Fragmento del documento >>
Doña Dolores Delgado; muy señora mía:
Ya sé que en los escritos judiciales y en las instancias administrativas suele ser otro el tratamiento que se da al destinatario, pero para que se vea que ni suplico ni insto nada, la fórmula que uso es para no confundir ni a usted ni a nadie. Le ruego, pues, que sepa disculpar a este humilde abogado la licencia que se toma y tenga a bien disponer un buen ánimo y no peor miramiento.
Vaya por delante que con esta carta no pretendo sumarme a los reproches de mentirosa que durante las últimas semanas ha recibido de algunos diputados y diputadas, senadores y senadoras, y de otros sectores sociales e institucionales.
Mi aspiración no es hacer, por prudente, un ejercicio de censura. Yo no soy nadie para juzgar a nadie, y menos que a nadie, a usted. Tampoco asumiré el papel de defensor suyo, pues a no dudar que se merece un letrado de plena confianza y, además, que sea experto en mañas, condición de la que carezco. Ante usted, señora, mis deseos, que ni me permito expresar dado que apenas nos conocemos, son muchos más elementales.
Especiales y de sobra justificadas, han sido las críticas de las carreras judicial y fiscal por las revelaciones que usted hizo durante una comida con varios policías y el entonces juez Baltasar Garzón, celebrado en octubre del año 2009, al contar que con ocasión de un viaje a Cartagena de Indias donde se celebraba un seminario jurídico, usted y una magistrada de la Sala de lo Penal de la Audiencia Nacional vieron a un grupo de “tíos del Supremo y de la Fiscalía General con menores de edad”. Fueron palabras que, como era de esperar, produjeron estupor entre los asistentes a ese encuentro y que, según la información que María Peral nos ofreció en este periódico, los consultados sobre el asunto calificaron de falsas. “Hay que tener poca vergüenza para decir tantas mentiras” afirmó, indignado, uno de los juristas a los que usted se refirió y todos coinciden en calificar su comentario de grave difamación. “No hay derecho a que se manche nuestra honorabilidad de esta forma”, lamentaron.
Los españoles deseamos respetar a nuestros políticos, pero, a cambio, exigimos que nos convenzan de su respetabilidad
En relación a este almuerzo de marras, donde el lenguaje empleado por unos y otros, incluida usted, es de una procacidad y sordidez extremas, permítame decirle que, por lo general, los españoles deseamos respetar a nuestros políticos, pero, a cambio, exigimos que nos convenzan de su respetabilidad, que no debe ser sólo y siempre profunda sino también superficial y notoriamente visible. O sea, un poco lo de la mujer de César que no le bastaba con parecer decente sino que también tenía que serlo pese a lo engorroso que resultaba. Recuerdo que cuando apenas era un joven alevín de juez, mis mayores me enseñaban que los jueces y fiscales tenían que mantener siempre la compostura, las formas y el decoro y saber con quién o quiénes se reunían. No descarto que actualmente esto sea llevar las cosas al borde mismo de la exageración, pero créame, señora Delgado, que es preferible pasarse que quedarse corto, aparte de que con algo de exceso tal vez logre usted alcanzar el inmediato entendimiento.

Material proporcionado >>
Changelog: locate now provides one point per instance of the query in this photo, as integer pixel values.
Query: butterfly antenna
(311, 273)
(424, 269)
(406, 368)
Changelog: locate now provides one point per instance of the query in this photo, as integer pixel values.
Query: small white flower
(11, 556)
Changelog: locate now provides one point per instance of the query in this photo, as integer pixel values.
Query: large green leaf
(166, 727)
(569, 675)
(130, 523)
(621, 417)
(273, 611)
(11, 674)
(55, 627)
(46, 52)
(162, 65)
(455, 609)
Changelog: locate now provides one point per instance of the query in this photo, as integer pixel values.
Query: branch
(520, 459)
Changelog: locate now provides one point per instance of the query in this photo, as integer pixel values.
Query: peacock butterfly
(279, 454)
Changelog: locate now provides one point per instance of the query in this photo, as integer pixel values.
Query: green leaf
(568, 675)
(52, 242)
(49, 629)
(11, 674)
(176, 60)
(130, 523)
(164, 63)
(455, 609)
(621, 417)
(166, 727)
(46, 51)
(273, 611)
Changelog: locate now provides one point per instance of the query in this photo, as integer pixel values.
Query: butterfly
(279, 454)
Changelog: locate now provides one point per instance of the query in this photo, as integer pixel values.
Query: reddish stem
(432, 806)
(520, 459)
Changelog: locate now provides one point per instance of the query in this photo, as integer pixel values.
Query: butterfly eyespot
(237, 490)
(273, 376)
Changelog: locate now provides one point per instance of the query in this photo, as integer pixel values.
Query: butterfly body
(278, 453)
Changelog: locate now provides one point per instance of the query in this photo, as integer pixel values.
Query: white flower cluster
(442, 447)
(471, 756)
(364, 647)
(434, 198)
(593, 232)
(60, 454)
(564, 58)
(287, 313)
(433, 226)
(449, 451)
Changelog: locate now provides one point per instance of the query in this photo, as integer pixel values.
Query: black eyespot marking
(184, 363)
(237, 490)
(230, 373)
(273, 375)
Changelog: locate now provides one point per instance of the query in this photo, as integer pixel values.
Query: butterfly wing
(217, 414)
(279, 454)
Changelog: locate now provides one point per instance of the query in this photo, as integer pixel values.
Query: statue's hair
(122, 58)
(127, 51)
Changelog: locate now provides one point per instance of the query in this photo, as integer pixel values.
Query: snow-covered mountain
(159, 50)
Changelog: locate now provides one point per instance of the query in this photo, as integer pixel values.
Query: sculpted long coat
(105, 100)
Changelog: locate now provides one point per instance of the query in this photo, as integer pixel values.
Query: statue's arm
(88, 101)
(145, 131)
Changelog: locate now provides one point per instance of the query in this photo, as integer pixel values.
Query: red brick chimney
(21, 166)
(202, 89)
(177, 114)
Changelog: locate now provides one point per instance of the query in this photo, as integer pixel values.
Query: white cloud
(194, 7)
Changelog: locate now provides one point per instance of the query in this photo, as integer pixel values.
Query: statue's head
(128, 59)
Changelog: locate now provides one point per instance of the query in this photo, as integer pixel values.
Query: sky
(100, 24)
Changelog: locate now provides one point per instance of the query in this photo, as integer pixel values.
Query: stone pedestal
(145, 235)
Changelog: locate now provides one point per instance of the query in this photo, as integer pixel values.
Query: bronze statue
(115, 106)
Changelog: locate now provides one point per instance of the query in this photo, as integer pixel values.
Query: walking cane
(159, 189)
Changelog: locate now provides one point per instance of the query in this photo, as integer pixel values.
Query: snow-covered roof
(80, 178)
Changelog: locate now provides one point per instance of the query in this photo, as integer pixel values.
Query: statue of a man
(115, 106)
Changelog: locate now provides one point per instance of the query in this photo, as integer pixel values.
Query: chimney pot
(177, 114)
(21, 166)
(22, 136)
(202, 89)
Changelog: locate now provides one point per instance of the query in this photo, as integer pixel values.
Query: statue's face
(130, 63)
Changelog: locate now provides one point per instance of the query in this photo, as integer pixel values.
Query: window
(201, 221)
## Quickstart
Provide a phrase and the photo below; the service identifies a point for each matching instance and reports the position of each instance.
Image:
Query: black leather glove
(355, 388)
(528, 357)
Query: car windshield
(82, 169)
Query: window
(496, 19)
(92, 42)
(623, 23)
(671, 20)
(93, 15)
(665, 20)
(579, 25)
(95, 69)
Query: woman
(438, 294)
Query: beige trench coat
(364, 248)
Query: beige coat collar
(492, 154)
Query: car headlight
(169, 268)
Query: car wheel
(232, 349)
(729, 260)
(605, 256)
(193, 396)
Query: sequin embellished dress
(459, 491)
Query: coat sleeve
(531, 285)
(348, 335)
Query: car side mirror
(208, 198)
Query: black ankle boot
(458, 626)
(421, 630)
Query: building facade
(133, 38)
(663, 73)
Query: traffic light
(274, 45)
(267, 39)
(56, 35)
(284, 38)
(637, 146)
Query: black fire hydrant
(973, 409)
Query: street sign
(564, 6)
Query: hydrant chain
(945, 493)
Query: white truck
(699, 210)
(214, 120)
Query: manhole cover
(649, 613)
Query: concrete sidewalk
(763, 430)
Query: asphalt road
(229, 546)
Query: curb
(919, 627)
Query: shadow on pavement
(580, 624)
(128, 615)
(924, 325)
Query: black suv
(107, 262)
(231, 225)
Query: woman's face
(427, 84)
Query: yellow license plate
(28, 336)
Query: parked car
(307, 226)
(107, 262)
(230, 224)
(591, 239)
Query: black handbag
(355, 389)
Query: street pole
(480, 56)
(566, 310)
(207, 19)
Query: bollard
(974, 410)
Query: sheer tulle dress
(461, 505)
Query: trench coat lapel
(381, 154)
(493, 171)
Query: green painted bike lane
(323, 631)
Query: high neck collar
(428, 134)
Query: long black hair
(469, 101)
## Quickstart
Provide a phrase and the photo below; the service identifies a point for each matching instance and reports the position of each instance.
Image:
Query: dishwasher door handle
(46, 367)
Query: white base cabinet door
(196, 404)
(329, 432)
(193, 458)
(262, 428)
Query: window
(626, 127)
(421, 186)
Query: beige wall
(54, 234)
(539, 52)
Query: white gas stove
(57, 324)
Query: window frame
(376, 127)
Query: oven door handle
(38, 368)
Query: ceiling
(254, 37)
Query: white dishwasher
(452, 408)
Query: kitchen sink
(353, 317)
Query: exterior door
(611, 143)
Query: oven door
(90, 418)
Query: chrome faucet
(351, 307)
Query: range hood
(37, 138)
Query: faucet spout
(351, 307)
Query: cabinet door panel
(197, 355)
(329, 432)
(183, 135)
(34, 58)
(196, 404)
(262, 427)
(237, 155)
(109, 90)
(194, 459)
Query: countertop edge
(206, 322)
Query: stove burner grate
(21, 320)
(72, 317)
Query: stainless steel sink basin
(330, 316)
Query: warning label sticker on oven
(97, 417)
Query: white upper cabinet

Lista de tareas >>
a) ¿Puedes copiar de la carta a Dolores Delgado el pasaje que arranca con «Doña Dolores Delgado;» y sigue hasta «sociales e institucionales.»?
b) ¿Cómo seguiría la carta a Dolores Delgado? Escribe su continuación a partir de la última frase.

Respuestas >>
a)
Doña Dolores Delgado; muy señora mía:
Ya sé que en los escritos judiciales y en las instancias administrativas suele ser otro el tratamiento que se da al destinatario, pero para que se vea que ni suplico ni insto nada, la fórmula que uso es para no confundir ni a usted ni a nadie. Le ruego, pues, que sepa disculpar a este humilde abogado la licencia que se toma y tenga a bien disponer un buen ánimo y no peor miramiento.
Vaya por delante que con esta carta no pretendo sumarme a los reproches de mentirosa que durante las últimas semanas ha recibido de algunos diputados y diputadas, senadores y senadoras, y de otros sectores sociales e institucionales.

b)
No sé bien, señora ministra del ramo y Notaria Mayor del Reino, hasta qué punto ha faltado usted a la verdad al decir lo que ha dicho en sus difíciles y complicadas comparecencias públicas y no públicas para explicar lo que, a juicio de muchos, carece de explicación. Raimundo Lulio, en el Libro de los mil proverbios, recomienda tener miedo cada vez que no se dice la verdad y, en este sentido, de seguir su consejo, a usted le hubiera convenido hilar “delgado” y admitir que, puesto que en el envés de la verdad habita la mentira, podría haber pronunciado tantas mentiras como verdades y alguna más que yo hubiera cargado en la casilla de la necedad de alguno de sus compañeros de mesa, pues nada hay más ridículo que un pequeño burgués disfrazado de redentor de la Humanidad pregonando estupideces.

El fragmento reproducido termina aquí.